# Problem details:
Your response should be every line from the entries that includes the string "below".

*** Opening Entries provided ***

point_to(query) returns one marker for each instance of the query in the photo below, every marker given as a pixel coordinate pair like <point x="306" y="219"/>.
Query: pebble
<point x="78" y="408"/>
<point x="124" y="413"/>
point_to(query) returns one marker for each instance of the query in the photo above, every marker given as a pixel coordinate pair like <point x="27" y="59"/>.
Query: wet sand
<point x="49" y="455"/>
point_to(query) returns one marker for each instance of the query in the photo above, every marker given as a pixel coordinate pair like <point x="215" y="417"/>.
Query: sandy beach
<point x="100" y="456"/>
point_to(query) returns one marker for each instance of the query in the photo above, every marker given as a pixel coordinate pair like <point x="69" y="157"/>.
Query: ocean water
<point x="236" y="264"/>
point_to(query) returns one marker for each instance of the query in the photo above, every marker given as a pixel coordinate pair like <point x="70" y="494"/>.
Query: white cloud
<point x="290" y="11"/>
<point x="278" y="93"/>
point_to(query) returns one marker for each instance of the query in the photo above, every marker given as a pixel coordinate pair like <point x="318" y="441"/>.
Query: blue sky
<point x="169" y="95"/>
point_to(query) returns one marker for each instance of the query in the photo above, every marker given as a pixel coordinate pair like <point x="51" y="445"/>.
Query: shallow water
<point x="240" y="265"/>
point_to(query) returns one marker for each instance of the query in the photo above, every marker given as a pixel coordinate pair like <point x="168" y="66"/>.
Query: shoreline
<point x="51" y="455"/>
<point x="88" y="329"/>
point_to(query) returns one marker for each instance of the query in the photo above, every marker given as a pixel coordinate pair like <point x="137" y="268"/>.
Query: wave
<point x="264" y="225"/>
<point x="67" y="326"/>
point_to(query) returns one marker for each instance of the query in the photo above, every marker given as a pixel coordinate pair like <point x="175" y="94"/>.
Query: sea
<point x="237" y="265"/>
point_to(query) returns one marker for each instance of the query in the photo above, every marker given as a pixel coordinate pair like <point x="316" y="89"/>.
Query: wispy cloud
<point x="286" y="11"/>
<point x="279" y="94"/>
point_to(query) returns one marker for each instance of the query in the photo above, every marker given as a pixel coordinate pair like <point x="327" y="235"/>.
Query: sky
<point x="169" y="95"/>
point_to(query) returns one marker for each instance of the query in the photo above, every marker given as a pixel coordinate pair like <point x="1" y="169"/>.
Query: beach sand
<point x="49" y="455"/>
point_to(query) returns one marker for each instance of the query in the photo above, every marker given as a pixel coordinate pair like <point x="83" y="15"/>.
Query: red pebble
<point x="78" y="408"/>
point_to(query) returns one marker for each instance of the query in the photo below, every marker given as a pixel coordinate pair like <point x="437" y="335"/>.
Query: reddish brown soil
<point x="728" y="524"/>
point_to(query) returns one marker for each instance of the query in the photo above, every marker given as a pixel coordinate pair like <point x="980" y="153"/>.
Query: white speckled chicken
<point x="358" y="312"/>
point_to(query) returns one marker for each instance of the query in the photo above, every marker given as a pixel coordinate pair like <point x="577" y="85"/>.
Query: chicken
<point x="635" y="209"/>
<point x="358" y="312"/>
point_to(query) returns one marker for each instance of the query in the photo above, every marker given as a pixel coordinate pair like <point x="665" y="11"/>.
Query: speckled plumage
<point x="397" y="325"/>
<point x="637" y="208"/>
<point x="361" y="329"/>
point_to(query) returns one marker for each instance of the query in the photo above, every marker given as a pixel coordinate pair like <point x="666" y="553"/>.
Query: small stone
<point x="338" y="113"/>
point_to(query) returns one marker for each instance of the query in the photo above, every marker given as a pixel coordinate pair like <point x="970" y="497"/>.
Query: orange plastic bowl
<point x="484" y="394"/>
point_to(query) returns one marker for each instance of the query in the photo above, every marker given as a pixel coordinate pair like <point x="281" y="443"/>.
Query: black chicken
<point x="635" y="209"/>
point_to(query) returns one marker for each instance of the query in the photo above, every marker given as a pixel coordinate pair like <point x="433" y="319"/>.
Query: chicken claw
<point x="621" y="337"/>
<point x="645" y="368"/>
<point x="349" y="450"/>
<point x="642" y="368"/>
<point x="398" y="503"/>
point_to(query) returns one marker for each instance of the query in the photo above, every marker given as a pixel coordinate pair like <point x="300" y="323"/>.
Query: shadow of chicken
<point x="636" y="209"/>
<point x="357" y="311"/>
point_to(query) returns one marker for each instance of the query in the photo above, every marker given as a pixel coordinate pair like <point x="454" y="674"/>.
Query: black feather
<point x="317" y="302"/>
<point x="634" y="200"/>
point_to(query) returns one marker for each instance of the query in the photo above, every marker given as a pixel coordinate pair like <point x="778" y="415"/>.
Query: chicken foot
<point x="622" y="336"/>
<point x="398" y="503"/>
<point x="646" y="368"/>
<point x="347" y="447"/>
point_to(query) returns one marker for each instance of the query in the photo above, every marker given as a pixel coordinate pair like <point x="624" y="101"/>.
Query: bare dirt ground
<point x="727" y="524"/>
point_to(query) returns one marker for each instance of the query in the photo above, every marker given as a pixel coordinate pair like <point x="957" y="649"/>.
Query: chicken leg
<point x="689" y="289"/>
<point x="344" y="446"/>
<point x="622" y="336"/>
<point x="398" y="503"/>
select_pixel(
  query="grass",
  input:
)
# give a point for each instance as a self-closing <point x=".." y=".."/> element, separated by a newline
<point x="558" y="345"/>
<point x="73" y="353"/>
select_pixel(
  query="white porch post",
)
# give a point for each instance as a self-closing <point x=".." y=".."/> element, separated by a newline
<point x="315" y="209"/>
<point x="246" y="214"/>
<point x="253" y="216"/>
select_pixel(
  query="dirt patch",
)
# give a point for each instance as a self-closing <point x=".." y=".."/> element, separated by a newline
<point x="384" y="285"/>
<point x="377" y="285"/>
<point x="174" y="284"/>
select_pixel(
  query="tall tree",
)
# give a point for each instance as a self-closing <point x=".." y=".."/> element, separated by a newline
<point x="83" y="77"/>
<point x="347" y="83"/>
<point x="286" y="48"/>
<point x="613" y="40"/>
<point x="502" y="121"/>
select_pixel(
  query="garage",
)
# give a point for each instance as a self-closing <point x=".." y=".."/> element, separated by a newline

*** Closing Entries provided ***

# Task answer:
point_to(query) returns one marker for each instance of the query in the photo below, every marker given as a pixel coordinate pair like <point x="306" y="219"/>.
point_to(query) returns one marker for each instance of the query in the photo below, every marker given as a pixel coordinate pair like <point x="437" y="335"/>.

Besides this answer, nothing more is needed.